■ **What to do**
Write out every line of the records below word for word, leaving out the pictures.

Stored data entries:

_ _ _

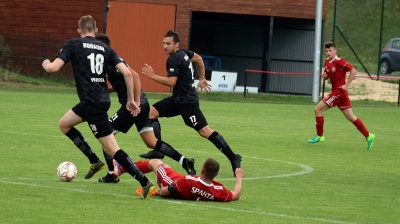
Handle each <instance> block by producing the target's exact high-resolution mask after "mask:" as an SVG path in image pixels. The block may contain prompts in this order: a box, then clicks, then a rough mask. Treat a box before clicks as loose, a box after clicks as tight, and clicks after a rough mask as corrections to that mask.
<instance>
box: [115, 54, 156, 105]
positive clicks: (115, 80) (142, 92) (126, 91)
mask: <svg viewBox="0 0 400 224" xmlns="http://www.w3.org/2000/svg"><path fill="white" fill-rule="evenodd" d="M121 60H122V59H121ZM122 62H123V63H124V64H125V65H126V67H129V66H128V64H127V63H126V62H125V61H124V60H122ZM107 78H108V81H109V82H110V83H111V85H112V87H113V89H114V90H115V92H117V95H118V100H119V103H120V104H122V105H125V104H126V103H127V101H128V95H127V89H126V84H125V78H124V75H122V74H121V72H119V71H118V70H117V69H115V67H113V66H111V65H109V66H108V69H107ZM147 102H148V100H147V97H146V95H145V94H144V92H143V91H142V90H140V104H144V103H147ZM138 106H139V105H138Z"/></svg>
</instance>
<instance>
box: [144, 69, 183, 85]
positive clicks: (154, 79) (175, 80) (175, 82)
mask: <svg viewBox="0 0 400 224" xmlns="http://www.w3.org/2000/svg"><path fill="white" fill-rule="evenodd" d="M142 74H144V75H146V76H147V78H149V79H152V80H154V81H156V82H158V83H160V84H162V85H164V86H170V87H173V86H174V85H175V84H176V80H177V79H178V77H176V76H169V77H163V76H159V75H156V74H154V70H153V68H152V67H151V66H150V65H148V64H144V67H143V68H142Z"/></svg>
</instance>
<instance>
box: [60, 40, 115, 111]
mask: <svg viewBox="0 0 400 224" xmlns="http://www.w3.org/2000/svg"><path fill="white" fill-rule="evenodd" d="M58 58H60V59H61V60H63V61H64V63H65V64H66V63H68V62H69V61H71V64H72V69H73V71H74V78H75V83H76V89H77V92H78V96H79V99H80V101H81V102H83V103H86V102H92V103H98V102H110V96H109V94H108V90H107V83H106V68H107V67H108V66H109V65H110V66H113V67H115V66H116V65H117V64H119V63H121V59H120V58H119V57H118V55H117V54H116V53H115V51H114V50H113V49H111V48H110V47H108V46H107V45H105V44H103V43H101V42H99V41H97V40H95V39H94V37H84V38H74V39H70V40H69V41H68V42H67V43H65V45H64V46H63V48H62V49H61V51H60V53H58Z"/></svg>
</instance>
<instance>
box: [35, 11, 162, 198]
mask: <svg viewBox="0 0 400 224" xmlns="http://www.w3.org/2000/svg"><path fill="white" fill-rule="evenodd" d="M78 27H79V28H78V33H79V34H80V36H81V38H74V39H70V40H69V41H68V42H67V43H65V45H64V46H63V48H62V49H61V51H60V52H59V53H58V56H57V58H56V59H55V60H54V61H53V62H50V60H49V59H46V60H44V61H43V63H42V66H43V68H44V69H45V70H46V71H47V72H49V73H54V72H57V71H58V70H60V68H61V67H62V66H63V65H64V64H66V63H68V62H69V61H71V64H72V68H73V72H74V78H75V83H76V88H77V92H78V96H79V100H80V102H79V103H78V104H77V105H76V106H74V107H73V108H72V109H70V110H69V111H68V112H67V113H66V114H65V115H64V116H63V117H62V118H61V120H60V122H59V127H60V130H61V131H62V132H63V133H64V134H65V135H66V136H67V137H68V138H70V139H71V140H72V141H73V142H74V144H75V145H76V146H77V147H78V148H79V149H80V150H81V151H82V153H84V154H85V155H86V156H87V157H88V158H89V161H90V163H91V164H92V165H91V167H90V171H89V173H88V174H87V175H86V176H85V178H86V179H88V178H91V177H92V176H93V174H94V173H95V171H96V172H97V171H98V170H99V169H101V167H104V163H103V162H101V160H100V159H99V158H98V157H97V156H96V154H95V153H94V152H93V150H92V149H91V148H90V146H89V145H88V144H87V142H86V140H85V138H84V137H83V136H82V134H81V133H80V132H79V131H78V130H77V129H76V128H75V127H74V126H75V125H77V124H79V123H82V122H84V121H86V122H87V123H88V125H89V127H90V129H91V130H92V133H93V135H94V136H95V137H96V138H97V140H98V141H99V142H100V143H101V145H102V147H103V149H104V151H105V152H106V153H107V154H108V155H110V156H111V157H113V158H114V159H115V160H116V161H118V163H121V165H122V164H123V165H122V166H123V167H124V168H128V170H129V171H127V172H128V173H129V174H130V175H131V176H132V177H134V178H135V179H136V180H138V181H139V182H140V184H141V186H142V187H143V188H144V189H145V191H144V192H143V194H142V198H144V199H148V198H149V197H150V195H151V194H152V192H153V191H154V190H155V186H154V184H153V183H152V182H151V181H150V180H148V179H147V177H146V176H145V175H143V173H142V172H141V171H140V170H139V169H138V168H137V167H136V165H135V164H134V163H133V161H132V159H131V158H130V157H129V156H128V155H127V154H126V153H125V152H124V151H123V150H122V149H120V148H119V146H118V144H117V141H116V140H115V137H114V134H113V130H112V128H111V125H110V122H109V121H108V115H107V111H108V109H109V108H110V96H109V94H108V89H107V84H106V69H107V67H108V66H109V65H110V66H113V67H115V68H116V69H118V70H119V71H120V72H121V73H122V74H123V76H124V79H125V81H126V88H127V94H128V100H127V103H126V108H127V110H129V111H130V112H131V114H132V115H133V116H136V115H137V114H139V113H140V109H139V108H138V107H137V105H136V104H135V101H134V96H133V78H132V73H131V72H130V71H129V69H127V67H126V66H125V65H124V63H123V62H122V61H121V59H120V58H119V57H118V55H117V54H116V53H115V52H114V50H112V49H111V48H110V47H108V46H107V45H105V44H103V43H101V42H99V41H96V40H95V38H94V36H95V34H96V32H97V28H96V21H95V20H94V19H93V18H92V17H91V16H82V17H81V18H80V20H79V22H78Z"/></svg>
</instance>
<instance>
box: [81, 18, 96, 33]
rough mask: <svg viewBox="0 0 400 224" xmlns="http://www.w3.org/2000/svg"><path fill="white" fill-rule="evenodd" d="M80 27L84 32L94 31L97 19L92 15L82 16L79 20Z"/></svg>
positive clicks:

_ _ _

■ **Reply**
Handle each <instance> block by producing the target's exact high-resolution mask after "mask:" as an SVG path in image pixels. The block may contain prompts in this order: a box, then clicks, then a rough mask. Treat a box before clicks as loose, a box after clicks as tight, and clicks after a rough mask as corrections to that mask.
<instance>
box: [115, 54, 156, 105]
positive clicks: (115, 80) (142, 92) (126, 91)
mask: <svg viewBox="0 0 400 224" xmlns="http://www.w3.org/2000/svg"><path fill="white" fill-rule="evenodd" d="M121 60H122V59H121ZM122 62H123V63H124V64H125V65H126V67H129V66H128V64H127V63H126V62H125V61H124V60H122ZM107 78H108V81H109V82H110V83H111V85H112V87H113V89H114V90H115V92H117V95H118V100H119V103H120V104H122V105H125V104H126V103H127V101H128V95H127V89H126V84H125V78H124V75H122V74H121V72H119V71H118V70H117V69H115V67H113V66H111V65H109V66H108V69H107ZM147 102H148V100H147V97H146V95H145V94H144V92H143V91H142V90H140V104H144V103H147ZM138 106H139V105H138Z"/></svg>
</instance>
<instance>
box: [144, 69, 183, 85]
positive clicks: (154, 79) (175, 80) (175, 82)
mask: <svg viewBox="0 0 400 224" xmlns="http://www.w3.org/2000/svg"><path fill="white" fill-rule="evenodd" d="M142 74H144V75H146V76H147V78H149V79H152V80H154V81H156V82H158V83H160V84H162V85H164V86H170V87H173V86H174V85H175V84H176V80H177V79H178V77H176V76H169V77H163V76H159V75H156V74H154V70H153V68H152V67H151V66H150V65H148V64H144V67H143V68H142Z"/></svg>
</instance>
<instance>
box: [60, 40, 115, 111]
mask: <svg viewBox="0 0 400 224" xmlns="http://www.w3.org/2000/svg"><path fill="white" fill-rule="evenodd" d="M58 58H60V59H61V60H63V61H64V63H65V64H66V63H68V62H69V61H71V64H72V69H73V71H74V78H75V83H76V89H77V92H78V96H79V99H80V101H81V102H83V103H86V102H92V103H98V102H110V96H109V94H108V90H107V83H106V68H107V67H108V66H109V65H110V66H113V67H115V66H116V65H117V64H119V63H121V59H120V58H119V57H118V55H117V54H116V53H115V51H114V50H113V49H111V48H110V47H108V46H107V45H105V44H103V43H101V42H99V41H97V40H95V39H94V37H84V38H74V39H70V40H69V41H68V42H67V43H65V45H64V46H63V48H62V49H61V51H60V53H58Z"/></svg>
</instance>
<instance>
box: [35, 11, 162, 198]
mask: <svg viewBox="0 0 400 224" xmlns="http://www.w3.org/2000/svg"><path fill="white" fill-rule="evenodd" d="M78 27H79V28H78V33H79V34H80V36H81V38H74V39H70V40H69V41H68V42H67V43H65V45H64V46H63V48H62V49H61V51H60V52H59V53H58V56H57V58H56V59H55V60H54V61H53V62H50V60H49V59H46V60H44V61H43V63H42V66H43V68H44V69H45V70H46V71H47V72H49V73H54V72H57V71H58V70H60V68H61V67H62V66H63V65H64V64H66V63H68V62H69V61H71V64H72V68H73V72H74V78H75V83H76V88H77V92H78V96H79V100H80V102H79V103H78V104H77V105H76V106H74V107H73V108H72V109H70V110H69V111H68V112H67V113H66V114H65V115H64V116H63V117H62V118H61V120H60V122H59V127H60V130H61V131H62V132H63V133H64V134H65V135H66V136H67V137H68V138H70V139H71V140H72V141H73V142H74V144H75V145H76V146H77V147H78V148H79V149H80V150H81V151H82V153H84V154H85V155H86V156H87V157H88V158H89V161H90V163H91V164H92V165H91V167H90V171H89V173H88V174H87V175H86V176H85V178H86V179H88V178H91V177H92V176H93V174H94V173H95V171H96V172H97V171H98V170H99V169H101V167H104V163H103V162H101V160H100V159H99V158H98V157H97V156H96V154H95V153H94V152H93V150H92V149H91V148H90V146H89V145H88V144H87V142H86V140H85V138H84V137H83V136H82V134H81V133H80V132H79V131H78V130H77V129H76V128H75V127H74V126H75V125H77V124H79V123H82V122H84V121H86V122H87V123H88V125H89V127H90V129H91V130H92V133H93V135H94V136H95V137H96V138H97V140H98V141H99V142H100V143H101V145H102V147H103V149H104V151H105V152H106V153H107V154H108V155H110V156H111V157H113V158H114V159H115V160H116V161H118V163H121V165H122V164H123V165H122V166H123V167H124V168H128V170H129V171H127V172H128V173H129V174H130V175H131V176H132V177H134V178H135V179H136V180H138V181H139V182H140V184H141V186H142V187H143V188H144V189H145V191H144V192H143V194H142V198H144V199H148V198H149V197H150V195H151V194H152V192H153V191H154V190H155V186H154V184H153V183H152V182H151V181H150V180H148V179H147V177H146V176H145V175H143V173H142V172H141V171H140V170H139V169H138V168H137V167H136V165H135V164H134V163H133V161H132V159H131V158H130V157H129V156H128V155H127V154H126V153H125V152H124V151H123V150H122V149H120V148H119V146H118V144H117V141H116V140H115V137H114V134H113V130H112V128H111V125H110V122H109V121H108V115H107V111H108V109H109V108H110V96H109V94H108V89H107V84H106V69H107V67H108V66H109V65H110V66H113V67H115V68H116V69H118V70H119V71H120V72H121V73H122V74H123V76H124V79H125V81H126V88H127V94H128V100H127V103H126V108H127V110H129V111H130V112H131V114H132V115H133V116H136V115H137V114H139V113H140V109H139V108H138V107H137V105H136V104H135V101H134V96H133V78H132V73H131V72H130V71H129V69H127V67H126V66H125V65H124V63H123V62H122V61H121V59H120V58H119V57H118V55H117V54H116V53H115V52H114V50H112V49H111V48H110V47H108V46H107V45H105V44H103V43H101V42H99V41H96V40H95V38H94V36H95V34H96V32H97V28H96V21H95V20H94V19H93V18H92V17H91V16H82V17H81V18H80V20H79V22H78Z"/></svg>
</instance>
<instance>
box: [81, 18, 96, 33]
rough mask: <svg viewBox="0 0 400 224" xmlns="http://www.w3.org/2000/svg"><path fill="white" fill-rule="evenodd" d="M80 27L84 32L94 31L97 19L92 15L82 16L79 20Z"/></svg>
positive clicks:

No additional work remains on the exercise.